# Passage
Cutover to AWS: Preparation for moving the BookMyShow infra to Cloud

Utsav Kesharwani
We Are BookMyShow
Published in
8 min readAug 25, 2021

--

Moving from On-Prem to AWS Cloud: The BookMyShow journey

Introduction

Switching public traffic from one data center to another is never easy when you operate at a very high volume and have a complex on-prem setup that has been working for a few years.

We need to migrate the traffic from the on-prem data center to the AWS cloud. With the scale at which BookMyShow operates, having 200M monthly user visits, 5B monthly page views powered through hundreds of services (micro, moduliths, monoliths, legacy, etc.), a variety of databases (individual, clustered, sharded, SQL/NoSQL), and terabytes of data. We’d been using an on-prem setup for the last 15+ years, which had grown complex over time.

High-Level technical architecture of BookMyShow infrastructure before AWS migration

The migration plan or cutover had to be thought through, detailed-out, debated, discussed, and eventually, each step had to be scripted for execution to avoid surprises and failures. Failure would most likely result in a negative business impact, extended service downtime, upset customers, or worst case, a rollback to on-prem to be retried again later.

Another thing that was clear is that we can’t afford to lose any critical data of any period. Hence data migration strategy has to be one of the crucial aspects.

Note to readers: The rest of this post will cover assuming there is already a parallel, production-like environment set-up on the new data-center (AWS cloud). The new set-up should have been benchmarked for functionality, load, scale with at least 2x peak traffic. How the team at BookMyShow achieved this will be covered in a separate post. Keep watching!

How the migration journey started

For cloud migrations of such a huge scale involving multiple teams, the first thing one needs to do is to document the current state. The technical challenge has to be overcome by meticulous planning and crisp execution instead of writing code.

In BookMyShow, there are 20+ broad teams (verticals/horizontals) spanning from Movies, Live Entertainment, Stream, Transaction, Payments, SRE/DevOps, etc. Each vertical was given a task to take a look at the infrastructure, understand what each component does, and on what they are dependent.

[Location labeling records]

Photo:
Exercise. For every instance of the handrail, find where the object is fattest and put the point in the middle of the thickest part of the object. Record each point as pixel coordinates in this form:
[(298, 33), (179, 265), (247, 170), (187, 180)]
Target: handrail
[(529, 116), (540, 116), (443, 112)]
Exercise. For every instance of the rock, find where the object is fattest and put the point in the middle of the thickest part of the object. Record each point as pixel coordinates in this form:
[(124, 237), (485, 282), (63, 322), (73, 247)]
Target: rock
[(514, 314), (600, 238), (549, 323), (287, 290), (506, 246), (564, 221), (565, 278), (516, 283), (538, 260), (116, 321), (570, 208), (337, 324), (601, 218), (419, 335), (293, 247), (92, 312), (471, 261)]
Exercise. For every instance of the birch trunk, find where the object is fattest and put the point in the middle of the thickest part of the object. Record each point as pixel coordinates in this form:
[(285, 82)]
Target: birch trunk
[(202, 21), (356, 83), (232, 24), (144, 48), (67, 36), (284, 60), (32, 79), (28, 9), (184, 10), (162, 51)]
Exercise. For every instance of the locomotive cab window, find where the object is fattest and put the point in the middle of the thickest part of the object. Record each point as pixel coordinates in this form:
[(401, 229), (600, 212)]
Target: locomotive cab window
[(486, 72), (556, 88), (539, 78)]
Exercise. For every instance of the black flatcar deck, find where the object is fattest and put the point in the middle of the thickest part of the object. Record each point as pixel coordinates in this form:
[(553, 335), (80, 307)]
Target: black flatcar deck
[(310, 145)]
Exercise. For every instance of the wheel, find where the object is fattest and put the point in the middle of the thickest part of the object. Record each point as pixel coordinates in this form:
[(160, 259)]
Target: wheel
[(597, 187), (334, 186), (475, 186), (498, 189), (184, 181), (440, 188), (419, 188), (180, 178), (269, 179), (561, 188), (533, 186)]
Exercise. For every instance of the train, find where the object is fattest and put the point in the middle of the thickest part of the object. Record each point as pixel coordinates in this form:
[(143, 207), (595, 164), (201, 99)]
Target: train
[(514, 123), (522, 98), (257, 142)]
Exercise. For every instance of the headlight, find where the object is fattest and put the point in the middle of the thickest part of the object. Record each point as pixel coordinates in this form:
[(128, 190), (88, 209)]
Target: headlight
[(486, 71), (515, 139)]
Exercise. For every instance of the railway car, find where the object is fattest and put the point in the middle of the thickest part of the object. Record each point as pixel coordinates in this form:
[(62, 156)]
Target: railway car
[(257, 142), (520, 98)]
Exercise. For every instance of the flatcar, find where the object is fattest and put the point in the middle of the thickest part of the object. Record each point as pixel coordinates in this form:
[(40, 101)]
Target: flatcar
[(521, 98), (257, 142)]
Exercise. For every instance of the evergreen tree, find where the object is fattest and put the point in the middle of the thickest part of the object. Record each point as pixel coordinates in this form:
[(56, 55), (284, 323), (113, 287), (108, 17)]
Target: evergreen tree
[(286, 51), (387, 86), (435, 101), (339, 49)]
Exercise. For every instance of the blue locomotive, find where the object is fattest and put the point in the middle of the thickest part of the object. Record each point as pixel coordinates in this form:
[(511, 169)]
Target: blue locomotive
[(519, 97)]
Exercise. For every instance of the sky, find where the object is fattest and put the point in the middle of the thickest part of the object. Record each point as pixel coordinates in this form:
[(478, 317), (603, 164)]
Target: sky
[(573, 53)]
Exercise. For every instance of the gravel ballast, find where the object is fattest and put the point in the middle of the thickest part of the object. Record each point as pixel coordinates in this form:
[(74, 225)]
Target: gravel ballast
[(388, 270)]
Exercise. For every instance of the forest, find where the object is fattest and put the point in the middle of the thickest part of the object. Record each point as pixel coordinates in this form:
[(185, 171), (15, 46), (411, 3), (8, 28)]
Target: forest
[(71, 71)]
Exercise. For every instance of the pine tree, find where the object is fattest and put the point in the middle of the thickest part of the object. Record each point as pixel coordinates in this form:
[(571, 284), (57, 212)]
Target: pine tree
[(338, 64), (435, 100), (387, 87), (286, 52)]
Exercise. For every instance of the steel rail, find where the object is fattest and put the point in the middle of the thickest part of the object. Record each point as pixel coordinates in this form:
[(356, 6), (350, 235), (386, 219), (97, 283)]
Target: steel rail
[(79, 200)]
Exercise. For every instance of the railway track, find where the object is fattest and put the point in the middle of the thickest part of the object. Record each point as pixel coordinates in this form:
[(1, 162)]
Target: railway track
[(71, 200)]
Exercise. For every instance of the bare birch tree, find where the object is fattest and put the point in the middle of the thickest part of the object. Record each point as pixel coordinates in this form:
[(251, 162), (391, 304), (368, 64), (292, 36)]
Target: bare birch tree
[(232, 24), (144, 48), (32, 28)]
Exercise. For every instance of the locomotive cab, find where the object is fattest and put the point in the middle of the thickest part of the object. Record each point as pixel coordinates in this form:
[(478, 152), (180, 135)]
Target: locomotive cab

# Task instructions
Repeat the part of the BookMyShow migration article that begins at the words "The migration plan" and ends after "retried again later.", word for word.

# Task output
The migration plan or cutover had to be thought through, detailed-out, debated, discussed, and eventually, each step had to be scripted for execution to avoid surprises and failures. Failure would most likely result in a negative business impact, extended service downtime, upset customers, or worst case, a rollback to on-prem to be retried again later.